- **GOAL 1**:
Answer these from the passage on Democratic committee unions:
(a) Which senator currently leads the DSCC?
(b) Since what year has the caucus as a whole voted to elect the DCCC chair?
(c) How many members does the National Right to Work Committee have?
- **GOAL 2**: Please reproduce the part of the passage on Democratic committee unions between "Over the past" and "Patrick Maloney, DN.Y.", inclusive.

- **READING PASSAGE**:
--*--
Over the past year, three major campaign committees that worked to elect Democrats to Congress — the DCCC, the Democratic Senatorial Campaign Committee (DSCC) and the Democratic National Committee (DNC) — all voted to unionize.

Senate Majority Leader Chuck Schumer, DN.Y., has yet to name a new chair for the DSCC, which is currently led by Michigan Democrat Sen. Gary Peters. But incoming House Democratic Leader Hakeem Jeffries of New York has tapped Washington Democrat Rep. Suzan DelBene to replace outgoing DCCC head Rep. Sean Patrick Maloney, DN.Y.

The move from Jeffries will have to be ratified by the full Democratic Caucus, but placing the selection itself in the party leader’s hands is a new development. Since 2016, the caucus as a whole voted to elect the DCCC chair.

JEFFRIES NAMES DELBENE NEW DCCC CHAIR: REPORT

Incoming Democratic leader Rep. Hakeem Jeffries of New York speaks during a press conference at the US Capitol on Dec. 13, 2022.

Incoming Democratic leader Rep. Hakeem Jeffries of New York speaks during a press conference at the US Capitol on Dec. 13, 2022.
(Nathan Howard/Getty Images)

The decisions at the three Democratic committees to unionize have brought into question whether issues could arise at the DSCC and DCCC as the incoming leaders work to implement their own agendas and potentially make staff changes.

Mark Mix, president of the National Right to Work Committee, a 2.8 million-member public policy organization, told Fox News Digital that the Democratic campaign committees “are about to get an up close and personal look at the ugly reality of coercive unionism” and that the votes to unionize by each committee could have serious ramifications.
--*--
- **ROWS**:

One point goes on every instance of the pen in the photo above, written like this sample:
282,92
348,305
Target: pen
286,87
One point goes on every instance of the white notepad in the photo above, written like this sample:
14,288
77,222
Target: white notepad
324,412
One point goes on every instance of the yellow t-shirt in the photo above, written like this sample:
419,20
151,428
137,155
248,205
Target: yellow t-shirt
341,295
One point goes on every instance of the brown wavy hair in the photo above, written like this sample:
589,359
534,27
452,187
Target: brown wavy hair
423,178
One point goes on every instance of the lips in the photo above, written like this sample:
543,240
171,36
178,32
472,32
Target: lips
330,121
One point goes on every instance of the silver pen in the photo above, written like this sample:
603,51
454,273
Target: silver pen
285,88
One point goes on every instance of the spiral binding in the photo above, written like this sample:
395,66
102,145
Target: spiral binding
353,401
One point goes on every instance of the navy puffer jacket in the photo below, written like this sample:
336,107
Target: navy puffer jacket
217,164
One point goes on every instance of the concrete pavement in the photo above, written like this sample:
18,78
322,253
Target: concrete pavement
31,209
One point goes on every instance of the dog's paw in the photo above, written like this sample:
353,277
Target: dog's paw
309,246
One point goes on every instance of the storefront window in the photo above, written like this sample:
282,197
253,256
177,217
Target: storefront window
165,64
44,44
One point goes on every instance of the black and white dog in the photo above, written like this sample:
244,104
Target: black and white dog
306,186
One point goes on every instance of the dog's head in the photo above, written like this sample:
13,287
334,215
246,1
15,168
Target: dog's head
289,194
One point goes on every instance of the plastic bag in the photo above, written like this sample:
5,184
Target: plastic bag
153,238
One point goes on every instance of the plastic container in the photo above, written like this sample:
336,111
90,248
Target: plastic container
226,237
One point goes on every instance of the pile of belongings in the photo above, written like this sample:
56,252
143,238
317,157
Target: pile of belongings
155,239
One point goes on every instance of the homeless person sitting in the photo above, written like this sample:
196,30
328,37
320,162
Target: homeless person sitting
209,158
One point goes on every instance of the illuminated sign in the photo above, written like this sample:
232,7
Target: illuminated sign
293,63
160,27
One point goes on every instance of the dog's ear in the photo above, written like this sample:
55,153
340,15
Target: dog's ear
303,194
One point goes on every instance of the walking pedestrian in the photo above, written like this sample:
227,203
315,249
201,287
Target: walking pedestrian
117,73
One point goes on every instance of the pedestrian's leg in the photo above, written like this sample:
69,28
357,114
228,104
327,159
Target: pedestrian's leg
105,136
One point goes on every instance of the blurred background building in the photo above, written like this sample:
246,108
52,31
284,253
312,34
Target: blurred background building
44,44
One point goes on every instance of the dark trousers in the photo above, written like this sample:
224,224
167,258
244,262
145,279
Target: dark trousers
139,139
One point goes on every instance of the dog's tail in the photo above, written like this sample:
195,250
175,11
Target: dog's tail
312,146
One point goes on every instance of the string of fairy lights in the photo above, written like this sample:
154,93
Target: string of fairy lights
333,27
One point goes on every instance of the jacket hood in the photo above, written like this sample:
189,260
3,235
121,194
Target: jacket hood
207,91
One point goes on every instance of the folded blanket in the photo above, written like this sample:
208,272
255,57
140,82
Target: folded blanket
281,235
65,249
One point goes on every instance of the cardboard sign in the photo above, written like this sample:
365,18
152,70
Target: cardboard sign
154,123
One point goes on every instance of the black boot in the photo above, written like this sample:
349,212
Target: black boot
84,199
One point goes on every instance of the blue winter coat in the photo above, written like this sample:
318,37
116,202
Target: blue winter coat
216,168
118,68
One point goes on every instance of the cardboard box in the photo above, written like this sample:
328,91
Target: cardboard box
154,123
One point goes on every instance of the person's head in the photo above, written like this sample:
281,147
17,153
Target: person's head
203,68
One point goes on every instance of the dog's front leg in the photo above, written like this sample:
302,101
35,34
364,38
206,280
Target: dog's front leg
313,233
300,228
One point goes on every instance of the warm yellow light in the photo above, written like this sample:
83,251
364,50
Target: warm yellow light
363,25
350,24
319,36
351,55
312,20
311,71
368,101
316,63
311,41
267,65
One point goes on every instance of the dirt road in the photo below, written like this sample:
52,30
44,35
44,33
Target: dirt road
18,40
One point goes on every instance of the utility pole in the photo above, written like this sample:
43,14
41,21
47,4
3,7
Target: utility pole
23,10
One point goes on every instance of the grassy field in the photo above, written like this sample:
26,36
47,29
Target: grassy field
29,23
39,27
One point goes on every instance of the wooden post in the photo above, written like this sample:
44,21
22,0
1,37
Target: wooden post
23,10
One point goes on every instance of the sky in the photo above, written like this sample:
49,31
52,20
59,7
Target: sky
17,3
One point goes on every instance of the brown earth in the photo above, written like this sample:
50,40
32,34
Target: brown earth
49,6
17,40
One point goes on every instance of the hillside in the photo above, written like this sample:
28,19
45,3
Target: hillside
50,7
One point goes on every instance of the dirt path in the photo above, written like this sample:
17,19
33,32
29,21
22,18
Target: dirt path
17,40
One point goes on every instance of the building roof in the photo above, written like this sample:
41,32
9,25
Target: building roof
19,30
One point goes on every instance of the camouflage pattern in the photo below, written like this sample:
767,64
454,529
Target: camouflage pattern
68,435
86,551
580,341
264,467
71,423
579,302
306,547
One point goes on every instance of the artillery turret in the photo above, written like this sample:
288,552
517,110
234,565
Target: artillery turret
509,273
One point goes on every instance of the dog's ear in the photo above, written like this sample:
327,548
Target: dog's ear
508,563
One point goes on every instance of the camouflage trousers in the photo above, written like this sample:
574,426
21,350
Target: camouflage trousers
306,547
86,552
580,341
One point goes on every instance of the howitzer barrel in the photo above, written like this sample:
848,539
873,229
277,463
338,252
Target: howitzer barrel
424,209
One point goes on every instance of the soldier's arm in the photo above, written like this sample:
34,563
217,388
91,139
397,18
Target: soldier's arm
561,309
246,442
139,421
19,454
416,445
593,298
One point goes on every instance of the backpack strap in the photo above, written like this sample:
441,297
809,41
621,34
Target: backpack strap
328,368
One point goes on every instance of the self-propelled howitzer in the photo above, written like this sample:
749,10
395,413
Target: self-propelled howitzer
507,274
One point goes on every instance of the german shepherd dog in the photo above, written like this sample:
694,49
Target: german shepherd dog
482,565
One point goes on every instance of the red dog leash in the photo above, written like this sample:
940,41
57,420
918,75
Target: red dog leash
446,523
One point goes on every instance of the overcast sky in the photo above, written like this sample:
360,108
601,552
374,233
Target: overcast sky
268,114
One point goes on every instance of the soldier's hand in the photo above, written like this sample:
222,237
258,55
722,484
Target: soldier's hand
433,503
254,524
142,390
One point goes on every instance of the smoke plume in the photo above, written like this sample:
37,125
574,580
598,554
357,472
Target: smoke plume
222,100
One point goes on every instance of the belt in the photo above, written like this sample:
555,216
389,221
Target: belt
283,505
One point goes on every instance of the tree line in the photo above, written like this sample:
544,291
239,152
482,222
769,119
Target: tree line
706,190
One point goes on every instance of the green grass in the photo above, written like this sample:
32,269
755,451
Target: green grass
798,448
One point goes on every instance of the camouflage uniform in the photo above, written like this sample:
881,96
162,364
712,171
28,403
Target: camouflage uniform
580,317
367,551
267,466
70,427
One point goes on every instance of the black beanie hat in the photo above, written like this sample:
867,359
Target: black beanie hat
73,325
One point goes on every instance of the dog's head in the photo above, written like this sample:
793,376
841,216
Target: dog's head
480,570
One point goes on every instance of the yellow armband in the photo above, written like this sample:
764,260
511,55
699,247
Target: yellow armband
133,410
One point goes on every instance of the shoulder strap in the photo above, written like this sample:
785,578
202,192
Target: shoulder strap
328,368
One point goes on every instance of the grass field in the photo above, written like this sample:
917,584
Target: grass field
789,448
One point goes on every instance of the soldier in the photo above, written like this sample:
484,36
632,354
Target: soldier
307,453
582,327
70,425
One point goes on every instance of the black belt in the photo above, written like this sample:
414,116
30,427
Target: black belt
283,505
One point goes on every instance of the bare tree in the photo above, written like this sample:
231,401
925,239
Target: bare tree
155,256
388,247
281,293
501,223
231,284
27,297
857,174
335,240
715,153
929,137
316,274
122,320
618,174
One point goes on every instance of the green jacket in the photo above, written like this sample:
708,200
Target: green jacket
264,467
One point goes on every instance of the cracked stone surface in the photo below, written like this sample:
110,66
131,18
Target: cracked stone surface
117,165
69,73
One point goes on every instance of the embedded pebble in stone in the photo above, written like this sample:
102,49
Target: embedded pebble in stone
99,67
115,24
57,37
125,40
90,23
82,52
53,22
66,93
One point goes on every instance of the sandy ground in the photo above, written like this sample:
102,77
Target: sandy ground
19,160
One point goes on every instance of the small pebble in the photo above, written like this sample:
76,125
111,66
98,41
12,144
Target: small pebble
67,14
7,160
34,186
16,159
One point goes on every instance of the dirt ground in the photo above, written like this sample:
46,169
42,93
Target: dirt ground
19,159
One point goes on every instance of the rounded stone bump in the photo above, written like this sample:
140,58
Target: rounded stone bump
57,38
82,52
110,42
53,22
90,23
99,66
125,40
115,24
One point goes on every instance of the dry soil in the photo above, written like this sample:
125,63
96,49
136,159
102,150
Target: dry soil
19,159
--*--
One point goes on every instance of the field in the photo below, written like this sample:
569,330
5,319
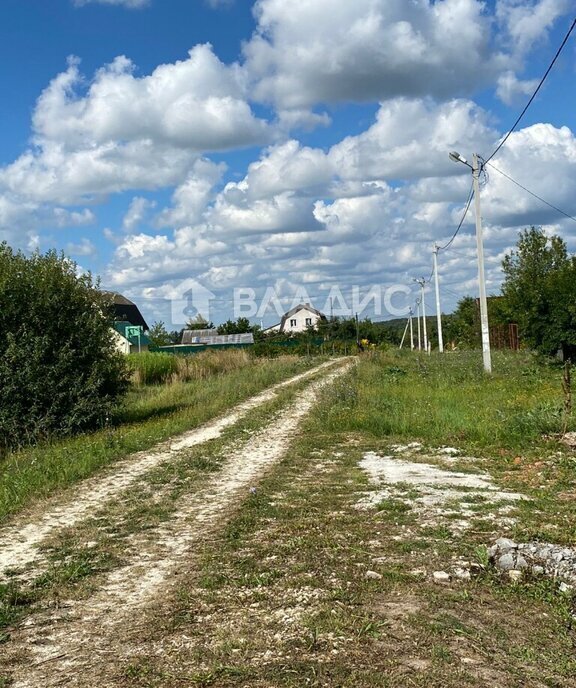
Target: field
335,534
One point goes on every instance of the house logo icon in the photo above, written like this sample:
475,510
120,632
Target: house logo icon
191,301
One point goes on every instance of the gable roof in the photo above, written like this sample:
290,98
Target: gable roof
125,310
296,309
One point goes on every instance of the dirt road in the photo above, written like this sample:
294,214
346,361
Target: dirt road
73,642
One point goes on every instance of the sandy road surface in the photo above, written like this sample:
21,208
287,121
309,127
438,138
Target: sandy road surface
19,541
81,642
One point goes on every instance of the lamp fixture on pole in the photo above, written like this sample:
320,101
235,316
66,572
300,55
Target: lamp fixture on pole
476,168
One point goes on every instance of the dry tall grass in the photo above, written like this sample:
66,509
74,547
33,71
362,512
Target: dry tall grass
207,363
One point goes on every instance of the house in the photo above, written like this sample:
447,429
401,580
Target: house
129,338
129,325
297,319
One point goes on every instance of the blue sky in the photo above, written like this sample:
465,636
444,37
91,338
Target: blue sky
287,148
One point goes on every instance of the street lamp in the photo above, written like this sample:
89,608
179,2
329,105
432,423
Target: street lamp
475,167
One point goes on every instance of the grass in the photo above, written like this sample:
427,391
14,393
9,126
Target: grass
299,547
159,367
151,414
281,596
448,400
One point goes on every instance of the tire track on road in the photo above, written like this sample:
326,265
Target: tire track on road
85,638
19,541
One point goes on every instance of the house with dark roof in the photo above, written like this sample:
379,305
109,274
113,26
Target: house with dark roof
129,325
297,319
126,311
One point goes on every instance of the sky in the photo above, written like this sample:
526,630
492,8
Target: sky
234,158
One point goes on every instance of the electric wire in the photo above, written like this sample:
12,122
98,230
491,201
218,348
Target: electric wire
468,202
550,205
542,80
--*--
- **FULL ANSWER 1**:
(a) Sen. Gary Peters of Michigan
(b) 2016
(c) 2.8 million

- **FULL ANSWER 2**:
Over the past year, three major campaign committees that worked to elect Democrats to Congress — the DCCC, the Democratic Senatorial Campaign Committee (DSCC) and the Democratic National Committee (DNC) — all voted to unionize.

Senate Majority Leader Chuck Schumer, DN.Y., has yet to name a new chair for the DSCC, which is currently led by Michigan Democrat Sen. Gary Peters. But incoming House Democratic Leader Hakeem Jeffries of New York has tapped Washington Democrat Rep. Suzan DelBene to replace outgoing DCCC head Rep. Sean Patrick Maloney, DN.Y.